*Problem description*
Please copy all the lines below again, requests included, multiplying every x and y coordinate in the answers by 0.45 and rounding to whole numbers, with halves rounded up. Leave the pictures out of your copy.

*Data for this exercise*
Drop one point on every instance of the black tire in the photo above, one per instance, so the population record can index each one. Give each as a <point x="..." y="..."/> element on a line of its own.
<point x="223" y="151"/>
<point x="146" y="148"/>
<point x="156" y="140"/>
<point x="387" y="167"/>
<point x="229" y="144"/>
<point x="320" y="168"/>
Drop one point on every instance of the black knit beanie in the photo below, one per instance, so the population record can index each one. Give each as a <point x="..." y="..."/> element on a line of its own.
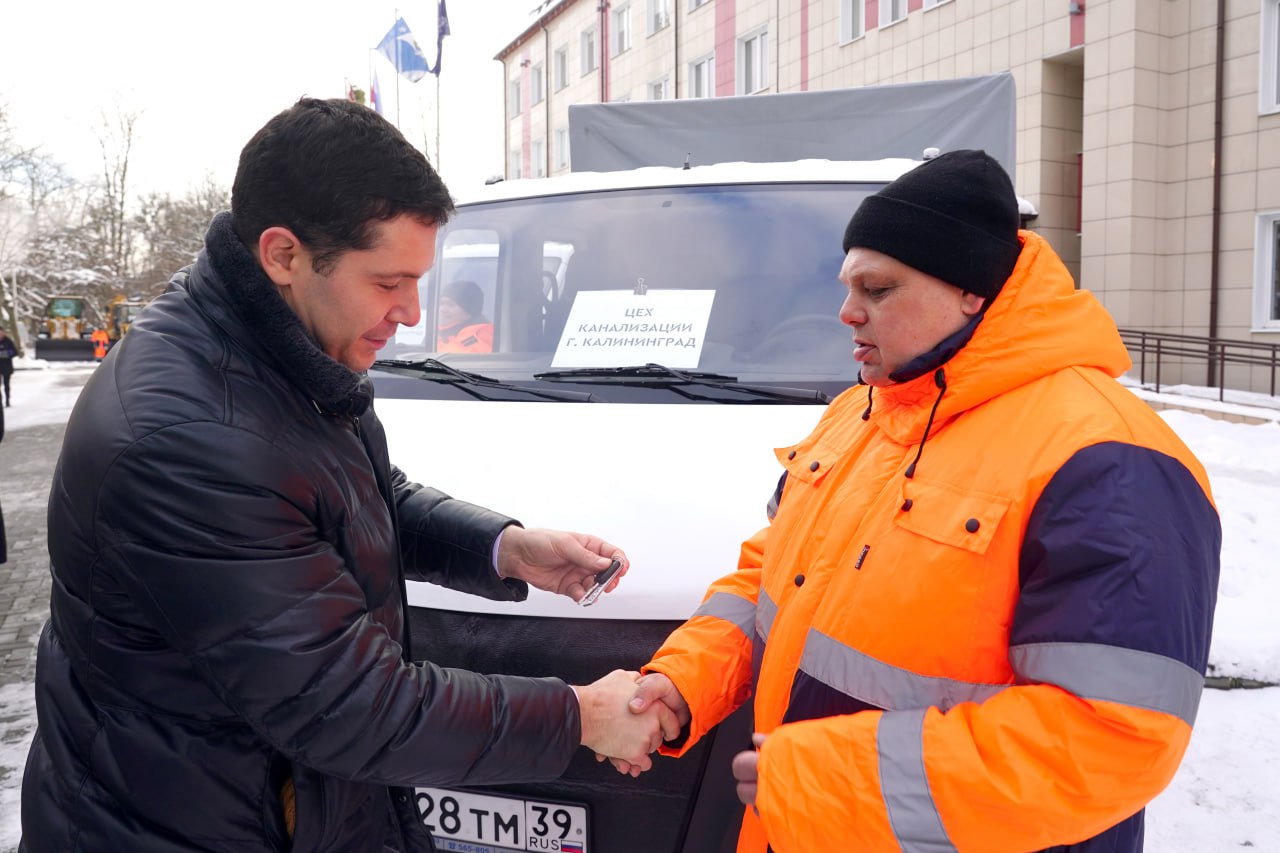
<point x="954" y="217"/>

*Output below*
Drop one point on every instance of the black tire in the photo above, one per instance, so the population record can index each one. Give each as a <point x="..." y="..."/> element on a line of its own.
<point x="100" y="68"/>
<point x="66" y="67"/>
<point x="70" y="63"/>
<point x="174" y="75"/>
<point x="103" y="65"/>
<point x="144" y="76"/>
Drop one point on every instance of the black knit beanie in the photo below, one per instance, so the population record can index each one. Give each as a <point x="..." y="..."/> element on a line of its own.
<point x="429" y="98"/>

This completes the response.